Relevez dans l'extrait choisi sur la guerre en Ukraine toutes les raisons pour lesquelles la grande majorité de la population ukrainienne ne veut pas d'élections.

» Extrait choisi:
+++++
La guerre en Ukraine : agenda pour les relations entre la gauche ukrainienne et internationale

par Oleksandre Kyselov (21 décembre 2023)

publié en anglais par Commons-Spylnie

Oleksandr Kyselov fait partie de l’organisation de gauche ukrainienne “Sotsialny Ruh” (Mouvement social)

Traduit en français par “A l’encontre” – les notes sont de la rédaction de “A l’encontre”

La situation sur le front militaire est préoccupante. Malgré certains succès tactiques, les grands espoirs placés dans la contre-offensive n’ont pas été comblés. Au contraire, Valeri Zaloujny, le commandant en chef ukrainien, a ouvertement reconnu une impasse. Les sondages nationaux indiquent un début d’épuisement. La « communauté internationale » se désintéresse de la situation, les programmes d’aide sont bloqués, les transports routiers sont bloqués. L’hiver est là, tout comme les frappes de missiles russes sur les infrastructures énergétiques [1].

Sur le plan politique, la situation n’est pas meilleure. La gauche ukrainienne, qui ressemble plus à une constellation d’ONG, de groupes d’activistes et de dirigeants syndicaux locaux qu’à un mouvement cohérent, est effectivement mise à l’écart et marginalisée. Le mouvement d’opinion dominant ressemble à un étrange mélange de chauvinisme linguistique [face à la langue et à la culture russes] et de néolibéralisme effréné. L’effet de ralliement autour du drapeau diminue mais persiste : le président, l’armée et les volontaires jouissent du plus haut niveau de confiance. La grande majorité de la population ukrainienne ne veut pas d’élections en raison de leur coût, des limites de la loi martiale, du manque de sécurité et de la non-possibilité pour une grande partie des Ukrainiens et Ukrainiennes de voter.

Pour qui ou pour quoi se battre alors ?

Il serait naïf, bien sûr, d’exiger une solidarité sans réserve de la part de la gauche internationale. Il y a tant d’injustices dans le monde, et il n’est pas toujours très avenant de se ranger aux côtés de l’Ukraine. Après tout, il n’est pas nécessaire de creuser profondément pour trouver des fonctionnaires [ukrainiens] qui instrumentalisent la peur et orientent la détestation ou des lobbyistes liés aux entreprises qui rêvent de détruire tout ce qui est social. De même, il est facile de désigner les aspirants « néo-féodaux » désireux de maintenir les frontières fermées pour que leurs « serfs » ne s’échappent pas ou les xénophobes de la classe moyenne appelant à priver de leurs droits les résidents des territoires occupés [par la Russie]. De manière véritablement orwellienne, le président Zelensky lui-même a soutenu sans équivoque la puissance occupante d’Israël, comme s’il oubliait que son propre pays souffre des prétentions pseudo-historiques de son voisin russe.
+++++
Entrées de segmentation d'images:
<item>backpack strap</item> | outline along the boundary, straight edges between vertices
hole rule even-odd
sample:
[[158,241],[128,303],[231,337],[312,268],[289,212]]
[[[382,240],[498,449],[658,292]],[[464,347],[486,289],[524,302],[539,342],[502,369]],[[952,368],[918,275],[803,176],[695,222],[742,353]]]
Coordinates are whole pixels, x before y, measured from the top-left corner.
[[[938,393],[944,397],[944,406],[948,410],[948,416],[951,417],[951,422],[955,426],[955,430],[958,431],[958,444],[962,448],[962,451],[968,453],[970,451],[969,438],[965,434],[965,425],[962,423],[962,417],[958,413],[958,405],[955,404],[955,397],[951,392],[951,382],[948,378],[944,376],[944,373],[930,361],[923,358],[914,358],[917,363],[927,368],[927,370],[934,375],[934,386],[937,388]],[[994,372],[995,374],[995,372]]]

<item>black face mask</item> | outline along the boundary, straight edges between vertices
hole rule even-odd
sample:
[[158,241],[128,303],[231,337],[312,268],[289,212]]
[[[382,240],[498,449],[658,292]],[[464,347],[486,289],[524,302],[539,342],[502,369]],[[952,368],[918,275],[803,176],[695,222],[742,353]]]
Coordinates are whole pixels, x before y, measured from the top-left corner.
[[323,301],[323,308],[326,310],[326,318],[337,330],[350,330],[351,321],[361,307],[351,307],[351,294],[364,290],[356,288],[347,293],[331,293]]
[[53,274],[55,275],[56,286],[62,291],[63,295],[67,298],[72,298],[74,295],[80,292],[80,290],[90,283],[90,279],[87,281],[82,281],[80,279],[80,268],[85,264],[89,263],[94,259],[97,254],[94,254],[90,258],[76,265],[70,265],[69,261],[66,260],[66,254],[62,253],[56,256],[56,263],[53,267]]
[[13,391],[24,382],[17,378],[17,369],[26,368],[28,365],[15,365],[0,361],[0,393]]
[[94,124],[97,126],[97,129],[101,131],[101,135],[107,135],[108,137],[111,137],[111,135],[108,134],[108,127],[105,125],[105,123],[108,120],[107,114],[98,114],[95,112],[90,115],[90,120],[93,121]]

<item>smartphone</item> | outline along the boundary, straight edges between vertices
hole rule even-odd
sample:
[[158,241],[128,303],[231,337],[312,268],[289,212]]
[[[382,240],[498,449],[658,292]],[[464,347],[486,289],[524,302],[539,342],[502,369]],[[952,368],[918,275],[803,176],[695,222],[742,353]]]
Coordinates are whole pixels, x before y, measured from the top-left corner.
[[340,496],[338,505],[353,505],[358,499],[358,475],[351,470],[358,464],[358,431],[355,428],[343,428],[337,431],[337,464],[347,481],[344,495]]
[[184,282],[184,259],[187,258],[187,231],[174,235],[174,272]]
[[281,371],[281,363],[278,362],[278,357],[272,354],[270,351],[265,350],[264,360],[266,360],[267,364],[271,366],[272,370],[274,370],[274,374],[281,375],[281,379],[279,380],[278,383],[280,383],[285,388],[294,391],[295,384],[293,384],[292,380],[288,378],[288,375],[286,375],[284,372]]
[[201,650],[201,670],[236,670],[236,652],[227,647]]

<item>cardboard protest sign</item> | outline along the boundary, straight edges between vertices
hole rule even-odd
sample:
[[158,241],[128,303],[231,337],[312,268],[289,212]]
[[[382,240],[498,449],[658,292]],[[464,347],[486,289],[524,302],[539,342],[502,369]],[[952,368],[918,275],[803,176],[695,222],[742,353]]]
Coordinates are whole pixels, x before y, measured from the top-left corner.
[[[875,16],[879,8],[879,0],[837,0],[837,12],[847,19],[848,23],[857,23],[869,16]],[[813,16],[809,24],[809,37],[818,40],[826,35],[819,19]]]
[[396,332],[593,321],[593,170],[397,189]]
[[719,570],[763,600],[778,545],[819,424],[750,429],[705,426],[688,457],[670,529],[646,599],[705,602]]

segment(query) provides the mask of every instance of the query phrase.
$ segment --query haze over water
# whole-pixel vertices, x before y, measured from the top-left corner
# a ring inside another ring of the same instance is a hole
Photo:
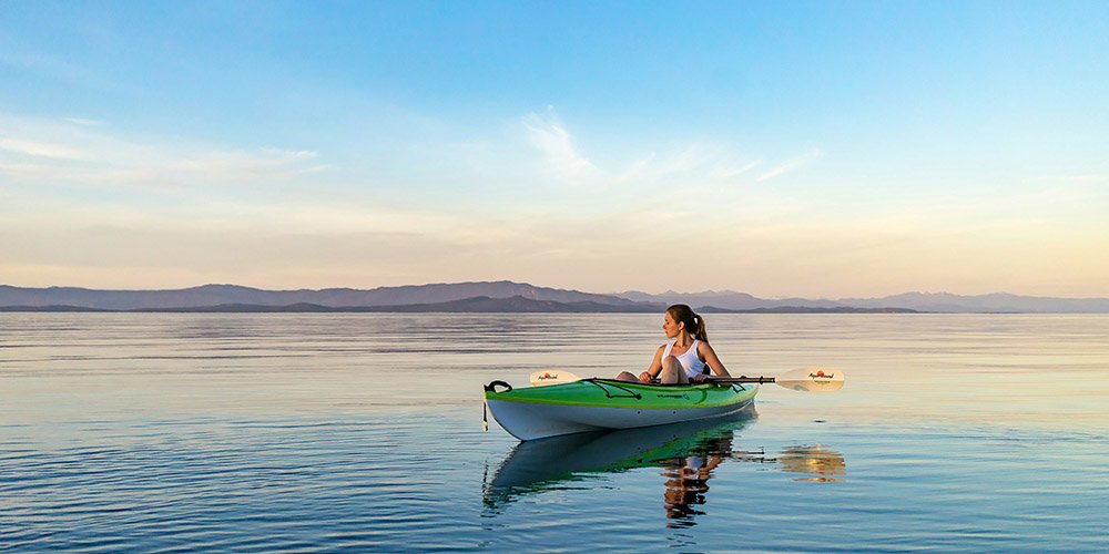
[[[0,550],[1109,548],[1109,316],[712,315],[744,417],[519,444],[660,315],[0,315]]]

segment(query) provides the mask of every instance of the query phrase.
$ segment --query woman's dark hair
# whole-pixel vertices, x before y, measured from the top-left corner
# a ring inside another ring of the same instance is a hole
[[[696,315],[693,308],[684,304],[675,304],[667,308],[667,314],[674,318],[674,321],[681,321],[685,324],[685,330],[693,336],[693,338],[708,342],[709,334],[704,330],[704,318]]]

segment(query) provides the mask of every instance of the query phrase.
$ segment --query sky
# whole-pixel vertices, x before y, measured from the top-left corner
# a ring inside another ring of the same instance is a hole
[[[1106,52],[1103,1],[0,1],[0,284],[1107,297]]]

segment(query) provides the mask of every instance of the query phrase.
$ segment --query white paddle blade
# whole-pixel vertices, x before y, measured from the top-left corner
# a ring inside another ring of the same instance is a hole
[[[564,382],[580,381],[581,378],[561,369],[548,369],[531,373],[531,384],[542,387],[545,384],[560,384]]]
[[[802,368],[782,373],[775,383],[806,392],[834,392],[843,388],[843,371],[832,368]]]

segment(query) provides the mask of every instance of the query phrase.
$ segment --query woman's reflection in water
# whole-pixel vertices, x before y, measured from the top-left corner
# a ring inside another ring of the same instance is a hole
[[[663,505],[667,509],[668,527],[692,527],[695,515],[704,514],[696,506],[704,504],[709,492],[712,470],[723,461],[723,455],[732,451],[732,435],[706,441],[700,452],[667,461],[662,474],[667,478]]]

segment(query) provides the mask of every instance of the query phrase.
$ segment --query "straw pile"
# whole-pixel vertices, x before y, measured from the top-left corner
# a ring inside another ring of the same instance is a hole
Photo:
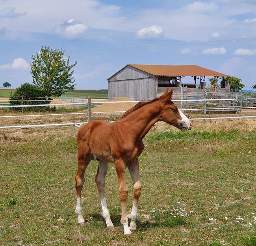
[[[117,97],[111,101],[125,101],[134,100],[128,97]],[[112,111],[125,111],[133,107],[136,103],[104,103],[92,108],[92,112],[109,112]]]

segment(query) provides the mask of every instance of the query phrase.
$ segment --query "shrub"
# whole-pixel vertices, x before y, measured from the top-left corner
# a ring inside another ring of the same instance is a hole
[[[23,101],[22,101],[22,97]],[[46,93],[41,88],[29,83],[24,83],[16,89],[13,94],[11,92],[10,97],[10,104],[14,105],[32,105],[33,104],[48,104],[46,101]],[[44,101],[45,100],[45,101]],[[14,101],[12,101],[14,100]],[[27,101],[44,100],[44,101]],[[12,108],[13,109],[21,111],[21,108]],[[26,111],[45,111],[49,109],[48,106],[24,108]]]

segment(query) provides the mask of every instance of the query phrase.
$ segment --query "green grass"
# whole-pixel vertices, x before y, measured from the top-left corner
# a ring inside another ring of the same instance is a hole
[[[0,89],[0,97],[9,97],[11,92],[16,89]],[[107,90],[75,90],[74,91],[67,90],[62,95],[67,97],[84,97],[91,96],[92,98],[108,97]]]
[[[139,158],[143,189],[137,230],[127,237],[120,223],[112,163],[106,196],[114,231],[106,228],[101,216],[95,162],[86,170],[82,192],[86,224],[78,226],[74,178],[78,129],[51,129],[7,130],[7,143],[1,136],[0,245],[255,245],[256,215],[252,213],[256,214],[256,132],[147,136],[148,147]]]
[[[67,97],[84,97],[91,96],[92,98],[107,97],[107,90],[68,90],[62,96]]]
[[[16,88],[8,88],[7,89],[0,88],[0,97],[9,97],[11,95],[11,92],[13,92],[13,93],[16,90]]]

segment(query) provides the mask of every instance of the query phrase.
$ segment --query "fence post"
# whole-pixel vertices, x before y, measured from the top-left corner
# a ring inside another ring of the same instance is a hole
[[[182,97],[181,98],[182,100],[185,100],[185,91],[184,90],[182,90],[181,92],[181,93],[182,93]],[[181,105],[182,106],[182,109],[184,110],[185,109],[185,102],[183,102],[183,101],[181,101],[180,102],[180,103],[181,103]]]
[[[204,91],[204,114],[206,115],[206,99],[207,97],[207,93],[206,90]]]
[[[91,101],[90,96],[88,97],[88,121],[91,121]]]

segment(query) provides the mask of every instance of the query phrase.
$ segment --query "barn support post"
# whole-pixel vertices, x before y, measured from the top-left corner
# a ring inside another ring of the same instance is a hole
[[[88,121],[91,121],[91,99],[90,96],[88,97]]]
[[[204,114],[206,115],[206,106],[207,106],[207,103],[206,103],[206,99],[207,98],[207,93],[206,91],[204,92],[204,99],[205,99],[204,100]]]
[[[21,97],[21,105],[23,106],[23,96]],[[23,107],[21,108],[21,112],[23,112]]]

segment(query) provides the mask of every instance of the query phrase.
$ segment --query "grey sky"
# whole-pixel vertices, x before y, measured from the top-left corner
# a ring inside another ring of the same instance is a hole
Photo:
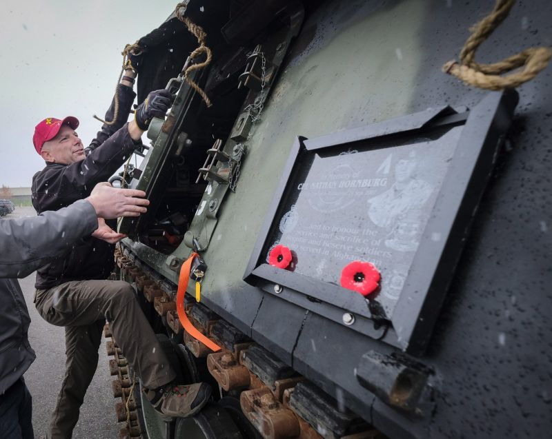
[[[0,18],[0,185],[30,186],[44,161],[34,125],[75,116],[94,138],[120,72],[121,51],[159,26],[176,0],[6,1]],[[145,136],[144,136],[145,139]]]

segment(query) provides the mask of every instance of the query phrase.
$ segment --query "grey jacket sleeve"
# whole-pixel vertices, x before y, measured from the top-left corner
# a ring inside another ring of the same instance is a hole
[[[97,227],[96,211],[84,200],[35,217],[0,221],[0,278],[30,274]]]

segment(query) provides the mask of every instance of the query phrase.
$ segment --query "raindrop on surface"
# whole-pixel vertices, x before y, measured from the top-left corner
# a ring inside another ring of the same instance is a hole
[[[506,334],[504,332],[498,333],[498,344],[500,346],[506,346]]]

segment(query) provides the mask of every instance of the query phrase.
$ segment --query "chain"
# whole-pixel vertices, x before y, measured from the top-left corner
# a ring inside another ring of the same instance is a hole
[[[259,52],[261,57],[261,92],[259,93],[255,103],[249,104],[246,107],[246,111],[248,110],[251,115],[251,121],[257,122],[261,119],[261,113],[264,108],[264,86],[266,84],[265,77],[266,76],[266,59],[264,57],[264,52]]]
[[[132,391],[134,391],[134,387],[136,385],[136,373],[132,372],[132,385],[130,386],[130,391],[128,392],[128,397],[126,398],[126,402],[125,403],[125,409],[126,409],[126,423],[128,425],[130,428],[130,411],[128,409],[128,403],[130,402],[130,398],[132,396]],[[124,393],[123,393],[124,395]]]
[[[237,185],[237,179],[239,178],[239,170],[241,167],[241,158],[245,154],[246,149],[241,143],[236,145],[237,151],[235,154],[235,159],[230,161],[230,177],[228,181],[228,187],[230,190],[233,192],[236,192],[236,186]]]

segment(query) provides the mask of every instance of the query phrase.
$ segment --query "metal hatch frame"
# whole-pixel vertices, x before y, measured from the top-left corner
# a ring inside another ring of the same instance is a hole
[[[267,211],[247,265],[244,280],[296,305],[344,325],[344,313],[353,313],[352,329],[384,340],[413,355],[422,355],[430,339],[445,293],[453,278],[465,237],[489,179],[503,136],[518,103],[515,91],[488,94],[472,110],[461,114],[448,106],[322,137],[297,137]],[[364,296],[339,285],[273,267],[263,249],[273,229],[288,184],[303,154],[391,134],[420,135],[437,127],[462,125],[453,159],[438,190],[430,218],[406,278],[390,321],[371,313]],[[429,230],[442,236],[432,240]],[[347,292],[351,294],[346,294]],[[411,292],[408,300],[405,292]]]

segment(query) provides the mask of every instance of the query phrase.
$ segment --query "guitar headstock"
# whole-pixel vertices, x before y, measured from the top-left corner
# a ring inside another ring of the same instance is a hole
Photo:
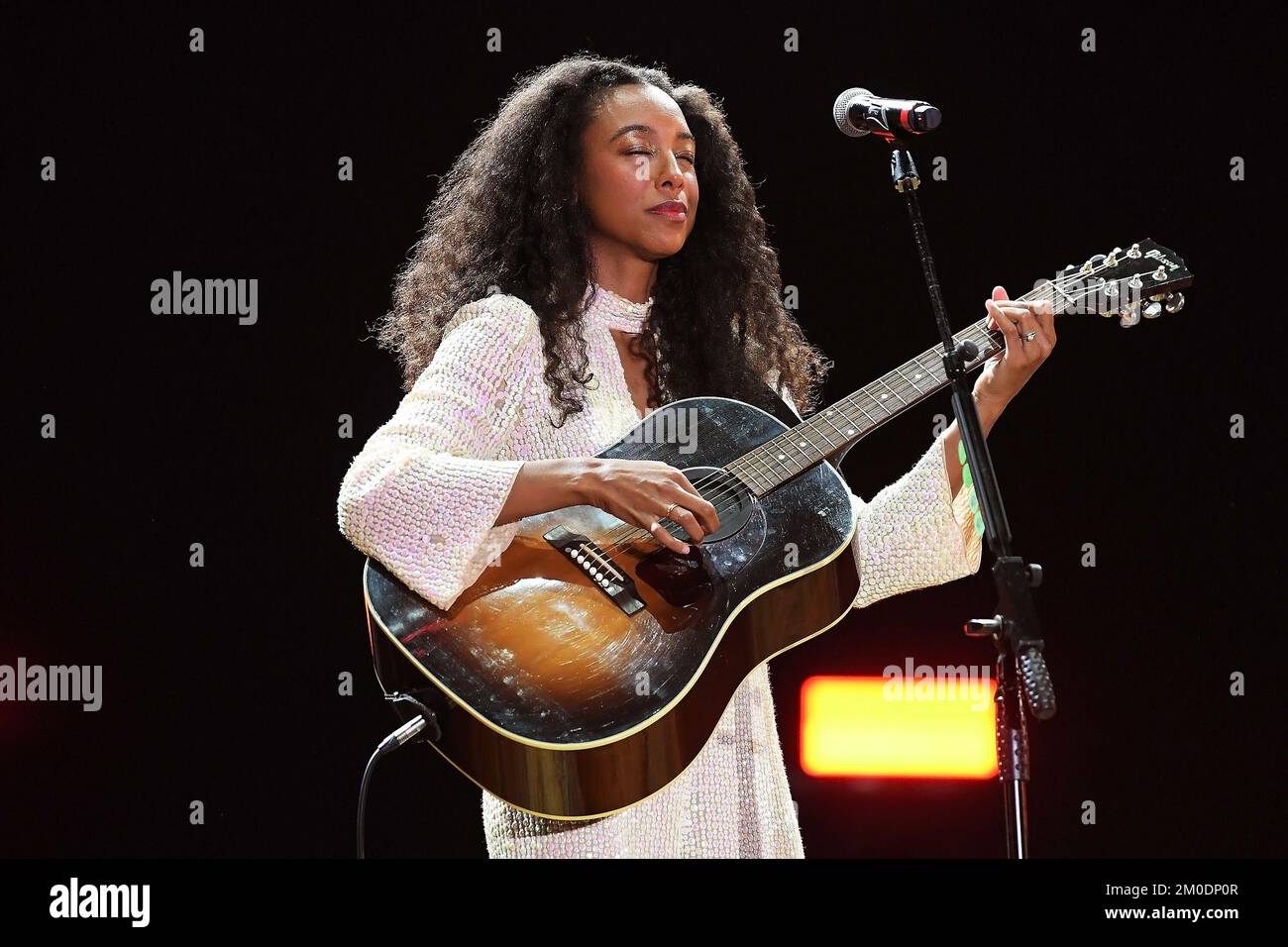
[[[1180,254],[1142,240],[1127,250],[1115,246],[1108,254],[1096,254],[1081,267],[1072,263],[1055,281],[1043,280],[1034,287],[1050,295],[1056,313],[1096,312],[1117,316],[1118,325],[1128,329],[1164,312],[1180,312],[1185,296],[1179,290],[1194,282],[1194,274]]]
+++++
» Réponse complète:
- leur coût
- les limites de la loi martiale
- le manque de sécurité
- la non-possibilité pour une grande partie des Ukrainiens et Ukrainiennes de voter